# [Task details]
Rewrite the listing from its beginning through the line containing "positive clicks: (342, 0)", replacing "rough mask" with "coarse mask" and leaving everything else unchanged. Leave the pictures out of your answer.
"""
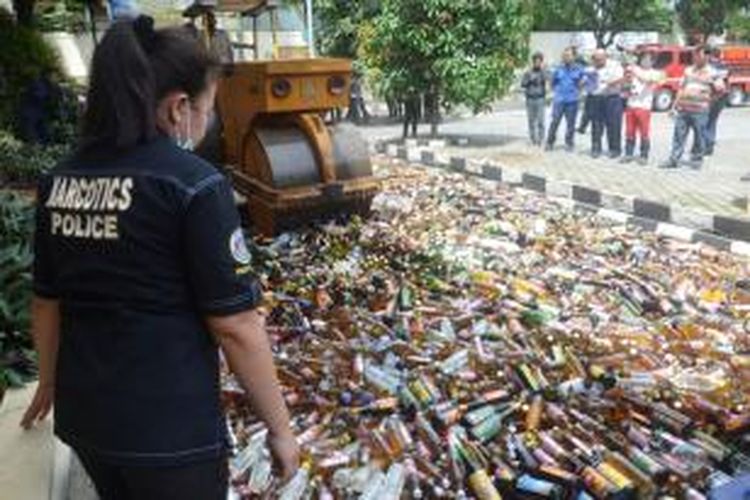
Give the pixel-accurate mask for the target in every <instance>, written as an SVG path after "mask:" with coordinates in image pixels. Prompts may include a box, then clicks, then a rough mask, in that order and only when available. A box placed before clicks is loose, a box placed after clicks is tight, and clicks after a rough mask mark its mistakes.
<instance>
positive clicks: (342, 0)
mask: <svg viewBox="0 0 750 500" xmlns="http://www.w3.org/2000/svg"><path fill="white" fill-rule="evenodd" d="M313 12H314V13H315V18H316V22H317V26H316V33H315V34H316V43H317V46H318V52H319V53H321V54H324V55H327V56H331V57H347V58H349V59H354V58H355V57H356V55H357V49H358V47H359V29H360V27H361V26H362V24H363V23H365V22H367V21H368V20H371V19H372V18H373V17H375V16H376V15H377V14H378V13H379V12H380V2H379V1H378V0H316V1H315V3H314V8H313Z"/></svg>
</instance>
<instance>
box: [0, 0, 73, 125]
mask: <svg viewBox="0 0 750 500" xmlns="http://www.w3.org/2000/svg"><path fill="white" fill-rule="evenodd" d="M0 47H2V50H0V128H3V129H6V130H12V129H14V128H15V127H16V123H15V117H16V115H17V112H18V104H19V102H20V99H21V97H22V96H23V93H24V91H25V90H26V87H27V86H28V84H29V82H31V81H33V80H35V79H36V78H38V77H39V76H41V75H42V74H44V73H47V74H52V75H57V76H60V75H62V71H61V70H60V65H59V61H58V55H57V52H56V51H55V49H54V48H52V47H51V46H50V45H49V44H48V43H47V42H46V41H45V40H44V38H43V37H42V35H41V33H40V32H38V31H36V30H34V29H31V28H28V27H24V26H18V25H16V23H15V20H14V18H13V16H12V15H11V14H10V13H9V12H8V11H7V10H4V9H1V8H0Z"/></svg>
"""
# [Your response]
Give the pixel-accurate mask for the target in every <instance>, written as an SVG path after "mask:" with coordinates in image pixels. Prompts may include a box, then clicks, then a coarse mask, in that order and only when available. A box placed before clicks is loose, a box placed after clicks is tight, and clicks after a coarse mask mark its mistakes.
<instance>
positive clicks: (342, 0)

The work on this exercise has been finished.